◆ Page ◆
+ + + +

One of the eight provisions of the EU winter package of 2016 is currently in force: the Building Efficiency Directive. Three of the regulations from the EU Commission’s first draft of several thousand pages are to be put to the vote in the plenary session of the EU Parliament in October 2018. Afterwards the EU energy ministers have to approve. The three regulations are the Renewables, Efficiency and Governance Directives (source: Energate).

In the Renewables Directive, the EU Parliament, the EU Commission and the Council of Ministers have agreed to increase the share which renewable energies should have in Europe’s energy mix. Now renewables are to cover 32 percent of the EU’s energy requirements by 2030 instead of 27 percent. In 2016, the share was 17 percent. This means that the share of renewable energies will almost have to double in the next decade. Energy efficiency regulations have also been tightened. By 2030, 32.5 percent of energy is to be saved compared to 1990. The reason for this change was that by 2016 the EU was only two percent below its energy efficiency target for 2020. Furthermore, the EU Commission would like to review the commitments of the individual member states on the basis of national progress reports every two years. If countries are behind schedule, the EU Commission could impose binding conditions (source: Bizz Energy).

The remaining four regulations were first negotiated under the Bulgarian Presidency and will now continue to be negotiated at EU level under the leadership of Austria. The Electricity Market Design Regulation and Directive, the Regulation on risk-preparedness in the electricity sector and the Regulation on the Agency for the Cooperation of Energy Regulators (ACER) still have to be negotiated about. In particular in the regulation on electricity market design, there are points of contention that still had to be resolved. For example, the regulations on capacity mechanisms and how much CO2 reserve power plants are allowed to emit are controversial. A reconfiguration of price zones within the EU and possibly across national borders also creates ample need for discussion. Nevertheless, the Austrian Presidency would like to reach an agreement with the EU Parliament by the end of 2018 (source: Energate).

+ + + +

◆ Information supplied ◆
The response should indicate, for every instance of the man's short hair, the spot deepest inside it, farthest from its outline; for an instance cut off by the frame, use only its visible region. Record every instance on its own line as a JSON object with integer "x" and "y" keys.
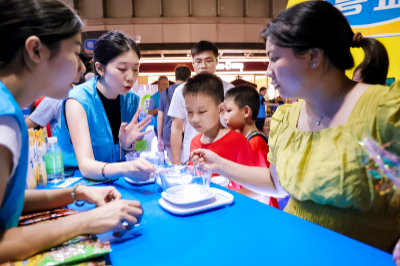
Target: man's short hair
{"x": 204, "y": 46}
{"x": 182, "y": 73}
{"x": 160, "y": 78}
{"x": 245, "y": 95}
{"x": 205, "y": 85}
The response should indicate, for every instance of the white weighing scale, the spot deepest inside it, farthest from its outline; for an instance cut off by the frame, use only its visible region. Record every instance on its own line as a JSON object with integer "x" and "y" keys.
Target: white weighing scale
{"x": 213, "y": 199}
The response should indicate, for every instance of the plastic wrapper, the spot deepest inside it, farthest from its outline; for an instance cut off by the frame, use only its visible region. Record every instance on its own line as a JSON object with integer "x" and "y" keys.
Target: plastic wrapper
{"x": 31, "y": 176}
{"x": 41, "y": 174}
{"x": 382, "y": 166}
{"x": 78, "y": 251}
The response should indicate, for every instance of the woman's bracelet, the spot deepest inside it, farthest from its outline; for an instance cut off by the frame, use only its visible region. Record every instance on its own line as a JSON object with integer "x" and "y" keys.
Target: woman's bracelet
{"x": 73, "y": 194}
{"x": 129, "y": 150}
{"x": 102, "y": 171}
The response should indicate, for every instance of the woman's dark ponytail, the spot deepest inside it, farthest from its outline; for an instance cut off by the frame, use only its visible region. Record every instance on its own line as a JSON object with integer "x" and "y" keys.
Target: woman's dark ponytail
{"x": 51, "y": 21}
{"x": 375, "y": 66}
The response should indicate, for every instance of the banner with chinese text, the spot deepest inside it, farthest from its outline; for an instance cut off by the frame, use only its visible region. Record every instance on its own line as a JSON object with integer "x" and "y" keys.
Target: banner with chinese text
{"x": 374, "y": 18}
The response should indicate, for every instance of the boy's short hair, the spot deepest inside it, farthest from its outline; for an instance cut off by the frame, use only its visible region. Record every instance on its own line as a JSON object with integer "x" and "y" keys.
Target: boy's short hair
{"x": 204, "y": 46}
{"x": 207, "y": 85}
{"x": 160, "y": 78}
{"x": 182, "y": 72}
{"x": 245, "y": 95}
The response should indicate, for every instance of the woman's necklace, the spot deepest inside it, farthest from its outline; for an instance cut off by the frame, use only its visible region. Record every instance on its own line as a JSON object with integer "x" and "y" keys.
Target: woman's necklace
{"x": 318, "y": 123}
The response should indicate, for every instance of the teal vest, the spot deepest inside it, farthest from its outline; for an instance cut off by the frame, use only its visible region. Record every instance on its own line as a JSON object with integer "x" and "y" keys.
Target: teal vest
{"x": 13, "y": 200}
{"x": 104, "y": 149}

+ + + +

◆ Task set ◆
• A. Summarize the text on the EU winter package in two sentences.
• B. According to the text on the EU winter package, what was the share of renewable energies in 2016?
• C. Resume the text on the EU winter package after its final sentence.

◆ Exercise results ◆
• A. The Renewables, Efficiency and Governance Directives of the EU winter package are to go before the EU Parliament in October 2018, with renewables set to cover 32 percent of EU energy requirements by 2030 and 32.5 percent of energy to be saved compared to 1990. The four remaining regulations, including contested rules on electricity market design, are still being negotiated under the Austrian Presidency, which hopes to reach agreement with the EU Parliament by the end of 2018.

• B. 17 percent.

• C.
A rather unpleasant point is the complaint of the EU Commission at the Court of Justice of the European Union against the Federal Republic of Germany. The EU Commission has doubts that the Federal Network Agency can make independent decisions. In particular, the regulatory authority does not have unrestricted discretion when setting grid tariffs and other conditions for access to grids, since numerous aspects of the definition are regulated in ordinances of the Federal Government,” the accusation reads. The Federal Government, on the other hand, is of the opinion that it has complied with European standards and has implemented them appropriately in national law. They will therefore defend themselves against the accusation of breach of contract (source: IWR).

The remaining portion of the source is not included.